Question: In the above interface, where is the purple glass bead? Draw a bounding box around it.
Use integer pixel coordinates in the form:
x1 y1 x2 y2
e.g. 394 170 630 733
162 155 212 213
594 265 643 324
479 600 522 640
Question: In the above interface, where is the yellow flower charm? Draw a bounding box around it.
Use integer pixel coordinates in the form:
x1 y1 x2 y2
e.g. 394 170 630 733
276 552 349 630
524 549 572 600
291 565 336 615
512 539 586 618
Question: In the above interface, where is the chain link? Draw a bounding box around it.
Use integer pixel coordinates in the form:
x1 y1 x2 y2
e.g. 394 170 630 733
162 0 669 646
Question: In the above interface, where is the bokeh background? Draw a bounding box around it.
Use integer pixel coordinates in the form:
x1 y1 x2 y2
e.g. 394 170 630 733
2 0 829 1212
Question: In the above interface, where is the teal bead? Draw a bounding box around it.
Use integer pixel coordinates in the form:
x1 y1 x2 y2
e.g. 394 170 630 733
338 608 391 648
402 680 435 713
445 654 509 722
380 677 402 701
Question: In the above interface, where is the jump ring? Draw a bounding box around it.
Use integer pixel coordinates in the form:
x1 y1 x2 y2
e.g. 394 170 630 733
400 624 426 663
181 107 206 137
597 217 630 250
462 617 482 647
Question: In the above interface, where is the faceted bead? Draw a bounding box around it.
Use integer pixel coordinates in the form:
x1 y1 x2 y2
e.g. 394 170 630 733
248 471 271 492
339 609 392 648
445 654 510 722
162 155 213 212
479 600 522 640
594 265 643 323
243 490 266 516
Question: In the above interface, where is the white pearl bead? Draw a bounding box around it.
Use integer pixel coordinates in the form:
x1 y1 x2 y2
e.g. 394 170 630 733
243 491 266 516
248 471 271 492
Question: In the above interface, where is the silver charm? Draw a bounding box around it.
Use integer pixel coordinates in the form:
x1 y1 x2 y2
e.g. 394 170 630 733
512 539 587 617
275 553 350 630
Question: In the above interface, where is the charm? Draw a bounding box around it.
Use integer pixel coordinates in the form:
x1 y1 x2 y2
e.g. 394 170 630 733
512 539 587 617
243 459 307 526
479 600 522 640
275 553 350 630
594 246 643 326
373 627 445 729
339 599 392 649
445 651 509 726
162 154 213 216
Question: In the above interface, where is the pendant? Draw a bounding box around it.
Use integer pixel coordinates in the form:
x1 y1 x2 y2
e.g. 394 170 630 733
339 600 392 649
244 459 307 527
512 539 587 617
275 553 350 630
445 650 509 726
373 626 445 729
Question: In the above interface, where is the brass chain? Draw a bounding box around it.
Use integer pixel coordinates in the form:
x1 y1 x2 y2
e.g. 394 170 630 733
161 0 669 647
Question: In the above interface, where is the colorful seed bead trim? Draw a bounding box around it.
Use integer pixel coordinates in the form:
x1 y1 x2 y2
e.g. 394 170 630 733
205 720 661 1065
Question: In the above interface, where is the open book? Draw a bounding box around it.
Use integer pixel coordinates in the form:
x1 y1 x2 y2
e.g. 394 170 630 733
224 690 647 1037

......

Your goal >> Filter the data, keeping only the lines that contain "charm".

Solution to the problem >>
Question: In the above interface, where is the yellow flower charm? Draw a bounding box around it.
Question: In the above interface, where is the silver charm? Draw a bounding box around it.
Question: In the above interface, where is the charm? Draw a bounding box around it.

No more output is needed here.